**** Items ****

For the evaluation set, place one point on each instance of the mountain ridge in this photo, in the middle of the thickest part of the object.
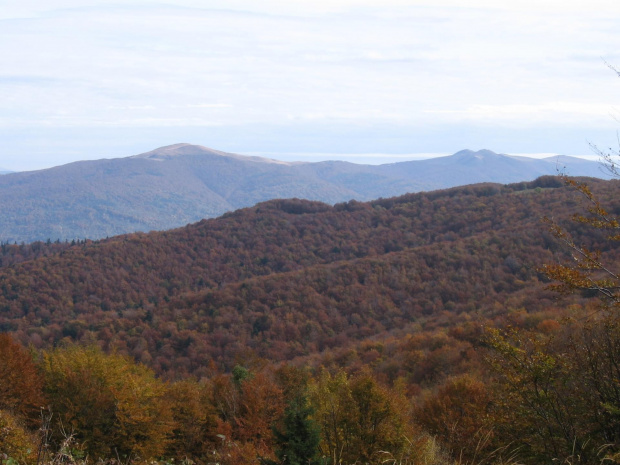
(183, 183)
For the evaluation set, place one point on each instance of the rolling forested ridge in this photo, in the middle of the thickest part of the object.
(406, 330)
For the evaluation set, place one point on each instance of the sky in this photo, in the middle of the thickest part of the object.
(358, 80)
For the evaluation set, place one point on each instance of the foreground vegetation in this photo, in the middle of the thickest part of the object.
(379, 345)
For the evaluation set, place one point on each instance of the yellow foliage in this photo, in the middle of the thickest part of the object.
(113, 405)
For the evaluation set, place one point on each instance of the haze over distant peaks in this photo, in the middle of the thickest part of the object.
(183, 183)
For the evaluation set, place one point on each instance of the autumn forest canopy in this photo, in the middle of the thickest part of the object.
(414, 329)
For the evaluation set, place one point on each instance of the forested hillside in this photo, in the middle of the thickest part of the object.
(395, 300)
(180, 184)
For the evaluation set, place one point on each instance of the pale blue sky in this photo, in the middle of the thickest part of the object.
(93, 79)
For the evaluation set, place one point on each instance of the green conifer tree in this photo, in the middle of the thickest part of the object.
(298, 443)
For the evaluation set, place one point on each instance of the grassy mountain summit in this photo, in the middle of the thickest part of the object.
(183, 183)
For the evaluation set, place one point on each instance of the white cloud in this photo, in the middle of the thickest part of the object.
(82, 63)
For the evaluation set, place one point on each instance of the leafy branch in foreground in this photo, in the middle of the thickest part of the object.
(588, 271)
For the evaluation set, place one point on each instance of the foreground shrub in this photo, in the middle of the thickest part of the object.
(112, 405)
(21, 390)
(16, 442)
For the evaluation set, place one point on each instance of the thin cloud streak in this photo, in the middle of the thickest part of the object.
(84, 65)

****

### What to produce
Reproduce the listing above line for line, without altering any wording or coordinates, and omit the pictures from your copy.

### Output
For the evaluation set, place one point on each instance of the mountain ridge in this photo, in the middle of the thickest part of the object.
(183, 183)
For the evaluation set, place one point on each instance of the rolling forested ridge in this photo, in the middle of the thickest part of the object.
(406, 330)
For the evaluation set, place one point on each instance of the sky in this photo, in the middle of the thickest part of the object.
(358, 80)
For the evaluation set, place one point on each instance of the foreground vegetation in this photo, in the middle of the thickest part of the object.
(379, 345)
For the evaluation set, place one point on each instance of the yellow foliage in this photo, in the middle of the thickest part of the object.
(113, 405)
For the evaluation set, place one point on each instance of the haze over distant peaks in this photo, in the middle of the thickest part of the object.
(183, 183)
For the evaluation set, place one point on each instance of the autumn forest canopy in this photo, in the middle of the thickest part of the object.
(414, 329)
For the evaluation set, place one point on each instance of the forested hillside in this photo, in the middle of the thickest part of the object.
(395, 300)
(180, 184)
For the evaluation set, place one point on each instance of the pale blue sky in this photo, in the middle of the thickest part of the object.
(93, 79)
For the evaluation set, place one point on each instance of the green conifer tree in this photo, in the middle of the thickest part of the object.
(298, 443)
For the evaluation set, place one point on each instance of the grassy mountain summit in this photo, in the middle of the thickest part of the object.
(183, 183)
For the evaluation set, place one point on each instance of the white cloud in this photo, in the middle of the thickest part of the object.
(82, 63)
For the evaluation set, place one point on each instance of the leafy branch in foreground in this photo, in the middle of the thickest part of the object.
(588, 271)
For the evaluation set, place one point on each instance of the foreground shrub in this photo, in the middle of the thickest part of the object.
(112, 405)
(21, 390)
(16, 442)
For the evaluation set, place one point on each instance of the thin cloud streak in this photo, in the middle of the thickest part of the object.
(84, 65)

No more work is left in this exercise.